• _Task_: Copy each of the following lines word for word, keeping every character the same.
--- begin ---
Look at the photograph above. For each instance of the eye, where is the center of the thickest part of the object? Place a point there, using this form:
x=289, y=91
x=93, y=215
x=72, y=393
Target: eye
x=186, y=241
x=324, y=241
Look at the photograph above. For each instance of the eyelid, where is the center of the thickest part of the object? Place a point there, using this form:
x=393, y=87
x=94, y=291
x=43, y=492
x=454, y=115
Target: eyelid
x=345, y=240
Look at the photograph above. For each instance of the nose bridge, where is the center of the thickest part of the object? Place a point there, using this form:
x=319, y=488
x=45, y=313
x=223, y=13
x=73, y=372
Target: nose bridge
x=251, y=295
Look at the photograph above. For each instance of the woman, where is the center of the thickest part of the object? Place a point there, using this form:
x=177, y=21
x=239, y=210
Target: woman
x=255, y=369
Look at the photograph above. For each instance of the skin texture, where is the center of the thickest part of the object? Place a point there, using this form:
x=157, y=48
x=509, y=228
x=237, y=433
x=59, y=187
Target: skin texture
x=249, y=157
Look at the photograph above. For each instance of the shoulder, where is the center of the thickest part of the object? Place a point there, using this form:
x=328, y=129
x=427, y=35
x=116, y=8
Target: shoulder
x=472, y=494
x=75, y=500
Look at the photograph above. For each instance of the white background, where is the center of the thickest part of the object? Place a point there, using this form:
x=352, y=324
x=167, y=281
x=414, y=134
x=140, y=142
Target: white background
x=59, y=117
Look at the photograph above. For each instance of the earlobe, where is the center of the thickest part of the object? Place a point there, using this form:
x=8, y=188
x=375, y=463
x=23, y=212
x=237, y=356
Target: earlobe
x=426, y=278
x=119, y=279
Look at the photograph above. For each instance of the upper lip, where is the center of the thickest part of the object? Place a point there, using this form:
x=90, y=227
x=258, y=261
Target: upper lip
--- end ---
• _Reply to the exercise_:
Look at the photograph above. For each instance of the eye, where is the center of the thickest part of the object? Place a point there, using this form:
x=289, y=91
x=93, y=215
x=72, y=393
Target: eye
x=186, y=241
x=324, y=241
Look at the photograph above. For each instance of the eyelid, where is the center of the thickest part of the object? Place a point there, using this form:
x=393, y=87
x=94, y=291
x=43, y=492
x=454, y=115
Target: eyelid
x=345, y=240
Look at the photograph above. For each instance of the nose bridge, where is the center of the thickest part of the object? Place a point there, using this form:
x=319, y=488
x=45, y=313
x=223, y=13
x=73, y=372
Target: nose bridge
x=251, y=295
Look at the photograph above. For each instance of the woman, where is the center of the thickest part of the object? Place a point there, using this form:
x=177, y=21
x=239, y=210
Target: woman
x=255, y=369
Look at the photograph above. For each instance of the skin texture, where is the center of the thickest part of the object? Place a point there, using this form:
x=157, y=48
x=509, y=228
x=237, y=433
x=59, y=187
Target: skin texture
x=249, y=157
Look at the photograph above. For each instance of the shoulder, where is the center of the thickest part of the object? Place a point there, using this form:
x=328, y=129
x=427, y=35
x=116, y=8
Target: shoulder
x=472, y=494
x=75, y=500
Look at the photograph above. For each instance of the white background, where is the center of the thickest part of the object? Place a point there, using this form:
x=352, y=324
x=167, y=281
x=414, y=134
x=140, y=142
Target: white background
x=59, y=117
Look at the photograph above. For each instance of the earlobe, where is the center of the thickest part of the object? Place a point there, using this form:
x=8, y=188
x=375, y=463
x=23, y=212
x=237, y=356
Target: earlobe
x=426, y=278
x=119, y=279
Look at the photograph above. For each instance of the upper lip, where is the center of the thickest part of the object? Place a point there, using this form:
x=90, y=227
x=258, y=261
Target: upper lip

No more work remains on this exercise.